### What you have to do
Reproduce the listing below with every "pixel coordinates" changed to "image coordinates" and everything else kept the same. Leave the pictures out of your copy.

[START OF Records supplied]

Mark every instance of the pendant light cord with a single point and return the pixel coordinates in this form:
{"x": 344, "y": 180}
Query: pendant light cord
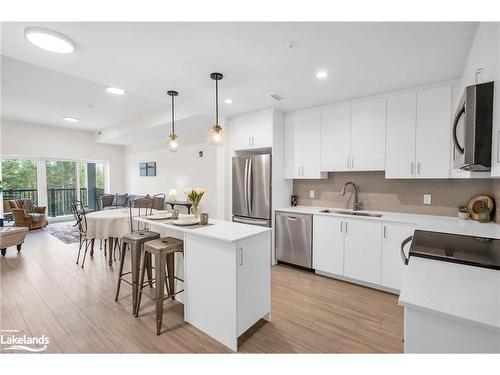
{"x": 173, "y": 126}
{"x": 217, "y": 101}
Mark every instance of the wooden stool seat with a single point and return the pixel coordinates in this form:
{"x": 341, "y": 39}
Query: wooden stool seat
{"x": 140, "y": 236}
{"x": 166, "y": 245}
{"x": 164, "y": 250}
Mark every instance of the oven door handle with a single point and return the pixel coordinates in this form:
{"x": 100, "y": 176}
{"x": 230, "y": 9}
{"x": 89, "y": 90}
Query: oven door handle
{"x": 403, "y": 255}
{"x": 455, "y": 125}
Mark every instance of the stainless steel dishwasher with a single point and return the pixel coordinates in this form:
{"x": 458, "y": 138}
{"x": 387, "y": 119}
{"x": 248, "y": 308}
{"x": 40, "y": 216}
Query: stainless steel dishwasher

[END OF Records supplied]

### Final answer
Mark every instance of the pendant light cord with a single point and return the image coordinates in this form:
{"x": 344, "y": 180}
Query: pendant light cord
{"x": 173, "y": 126}
{"x": 217, "y": 101}
Mark every instance of the wooden stool seat with a single point and return the image coordinates in this form:
{"x": 341, "y": 39}
Query: wooden stool seat
{"x": 140, "y": 236}
{"x": 166, "y": 245}
{"x": 164, "y": 250}
Mark every instance of the oven door handle with a single point and return the image coordinates in this form:
{"x": 100, "y": 176}
{"x": 230, "y": 9}
{"x": 89, "y": 90}
Query: oven door handle
{"x": 403, "y": 255}
{"x": 455, "y": 125}
Mark every instance of the stainless steel dishwasher with a single point and return the image coordinates in this form:
{"x": 458, "y": 138}
{"x": 387, "y": 119}
{"x": 248, "y": 308}
{"x": 40, "y": 216}
Query: stainless steel dishwasher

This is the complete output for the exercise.